Records shown start
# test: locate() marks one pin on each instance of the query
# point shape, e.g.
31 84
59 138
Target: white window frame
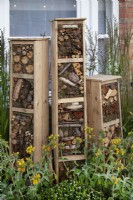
89 10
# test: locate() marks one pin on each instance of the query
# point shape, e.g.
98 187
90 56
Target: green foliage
109 168
114 58
4 89
72 190
21 178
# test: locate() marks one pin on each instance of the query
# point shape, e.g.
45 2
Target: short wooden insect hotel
68 92
103 106
28 94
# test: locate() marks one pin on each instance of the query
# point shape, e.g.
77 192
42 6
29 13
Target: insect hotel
68 92
28 94
104 106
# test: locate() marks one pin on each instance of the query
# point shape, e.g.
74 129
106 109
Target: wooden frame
58 100
38 114
104 105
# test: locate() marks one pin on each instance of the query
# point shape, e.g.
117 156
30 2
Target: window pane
101 17
32 17
103 56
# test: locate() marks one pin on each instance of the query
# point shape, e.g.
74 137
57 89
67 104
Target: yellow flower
122 152
21 165
98 152
30 149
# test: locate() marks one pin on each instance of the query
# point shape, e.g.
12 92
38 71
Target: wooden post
69 116
29 114
104 105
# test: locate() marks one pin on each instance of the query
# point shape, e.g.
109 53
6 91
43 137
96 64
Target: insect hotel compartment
70 41
23 93
110 102
104 106
23 58
71 80
21 132
29 110
68 89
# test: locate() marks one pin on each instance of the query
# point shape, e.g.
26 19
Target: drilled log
17 89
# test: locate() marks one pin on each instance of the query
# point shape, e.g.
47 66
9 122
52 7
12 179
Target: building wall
126 21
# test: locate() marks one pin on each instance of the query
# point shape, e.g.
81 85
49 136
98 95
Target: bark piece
24 60
17 89
29 69
16 58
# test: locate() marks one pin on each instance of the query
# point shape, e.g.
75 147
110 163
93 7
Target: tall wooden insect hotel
104 106
68 93
28 94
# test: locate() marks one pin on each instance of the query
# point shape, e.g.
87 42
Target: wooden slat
70 19
103 78
55 93
27 39
11 90
67 23
72 158
40 99
111 123
26 76
22 110
69 60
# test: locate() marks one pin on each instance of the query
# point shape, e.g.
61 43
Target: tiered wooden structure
68 92
28 94
104 106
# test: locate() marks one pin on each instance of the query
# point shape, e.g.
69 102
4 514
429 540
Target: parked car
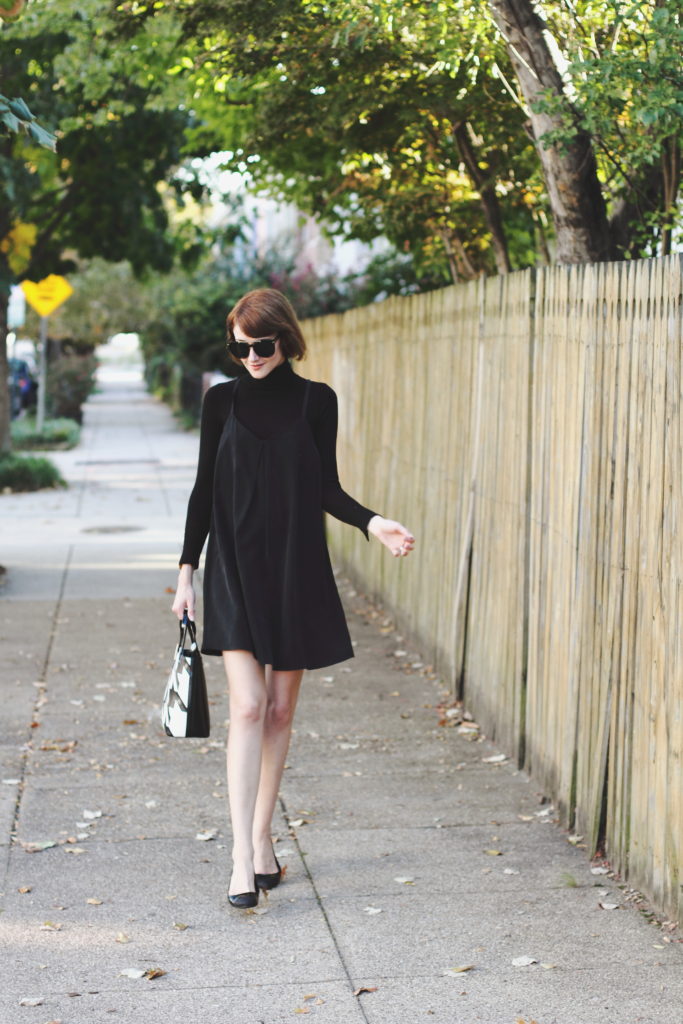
23 387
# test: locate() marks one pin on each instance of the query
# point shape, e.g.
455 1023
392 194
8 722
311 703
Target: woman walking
266 471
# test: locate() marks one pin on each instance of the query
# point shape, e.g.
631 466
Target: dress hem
311 667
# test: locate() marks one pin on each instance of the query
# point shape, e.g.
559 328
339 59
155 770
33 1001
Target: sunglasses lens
264 348
240 349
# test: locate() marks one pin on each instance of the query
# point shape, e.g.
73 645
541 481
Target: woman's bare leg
283 691
248 700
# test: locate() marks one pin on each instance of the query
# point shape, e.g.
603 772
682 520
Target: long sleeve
335 500
199 506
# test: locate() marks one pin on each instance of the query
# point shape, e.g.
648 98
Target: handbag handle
186 626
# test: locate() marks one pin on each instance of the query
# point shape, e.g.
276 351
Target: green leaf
42 136
18 108
10 121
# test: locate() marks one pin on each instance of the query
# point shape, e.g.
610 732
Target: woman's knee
248 710
280 713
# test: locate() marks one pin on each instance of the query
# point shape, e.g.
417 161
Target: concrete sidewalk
419 870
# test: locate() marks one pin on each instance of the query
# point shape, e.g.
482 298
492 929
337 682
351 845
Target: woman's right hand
184 595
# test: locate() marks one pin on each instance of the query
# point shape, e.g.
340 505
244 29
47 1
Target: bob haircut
264 312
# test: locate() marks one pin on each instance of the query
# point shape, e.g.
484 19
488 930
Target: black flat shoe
244 901
269 881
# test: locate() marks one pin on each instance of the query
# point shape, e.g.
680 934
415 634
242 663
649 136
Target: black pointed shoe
244 901
269 881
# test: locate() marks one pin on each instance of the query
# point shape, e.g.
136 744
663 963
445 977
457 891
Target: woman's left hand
398 540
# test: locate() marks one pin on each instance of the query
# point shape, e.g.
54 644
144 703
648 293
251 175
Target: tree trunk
5 439
570 171
491 206
671 177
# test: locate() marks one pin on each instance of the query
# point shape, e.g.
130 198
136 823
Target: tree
365 116
403 118
570 170
608 129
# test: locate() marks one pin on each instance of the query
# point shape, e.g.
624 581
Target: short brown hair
264 311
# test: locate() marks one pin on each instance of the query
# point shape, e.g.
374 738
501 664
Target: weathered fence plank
529 430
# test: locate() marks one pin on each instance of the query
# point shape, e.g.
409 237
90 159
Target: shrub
71 379
26 473
62 433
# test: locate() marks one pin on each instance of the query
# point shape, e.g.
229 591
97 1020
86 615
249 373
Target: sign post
45 296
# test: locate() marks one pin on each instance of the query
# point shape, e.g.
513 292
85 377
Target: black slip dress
268 585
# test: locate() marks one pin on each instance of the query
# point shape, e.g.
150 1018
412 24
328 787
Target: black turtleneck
266 407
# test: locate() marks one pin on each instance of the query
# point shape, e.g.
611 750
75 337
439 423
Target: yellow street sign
47 294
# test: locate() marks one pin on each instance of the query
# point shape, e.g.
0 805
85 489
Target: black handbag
184 710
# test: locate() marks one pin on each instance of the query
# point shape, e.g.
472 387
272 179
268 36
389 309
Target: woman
266 470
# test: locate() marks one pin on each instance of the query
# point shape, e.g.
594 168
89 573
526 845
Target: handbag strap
187 626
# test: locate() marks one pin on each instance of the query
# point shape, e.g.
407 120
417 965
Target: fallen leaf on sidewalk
62 745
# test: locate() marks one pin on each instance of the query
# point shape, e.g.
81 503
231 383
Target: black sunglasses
264 347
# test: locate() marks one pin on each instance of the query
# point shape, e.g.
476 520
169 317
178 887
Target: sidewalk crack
324 912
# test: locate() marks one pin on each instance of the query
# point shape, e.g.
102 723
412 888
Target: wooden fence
528 429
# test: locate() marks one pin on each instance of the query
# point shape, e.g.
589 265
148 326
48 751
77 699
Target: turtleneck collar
278 380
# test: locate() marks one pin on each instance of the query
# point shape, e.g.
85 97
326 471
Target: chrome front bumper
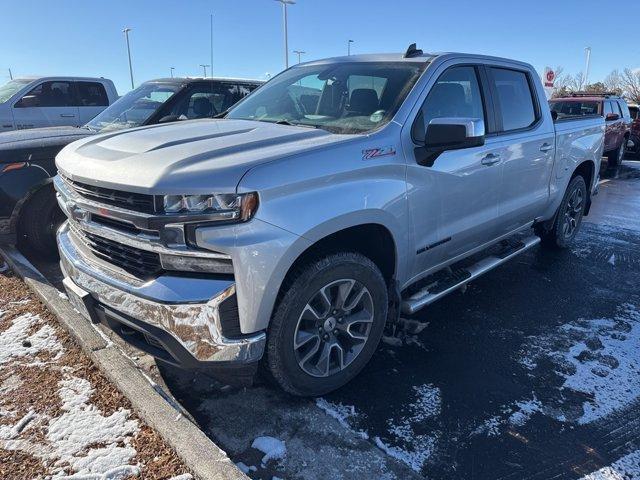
Records shown end
§ Job: Copy out every line in the items above that contains the string "sidewalk", matching its case exactly.

§ Solution to the problem:
Target: concrete sidewalk
Target: fallen leaf on sidewalk
Target: sidewalk crack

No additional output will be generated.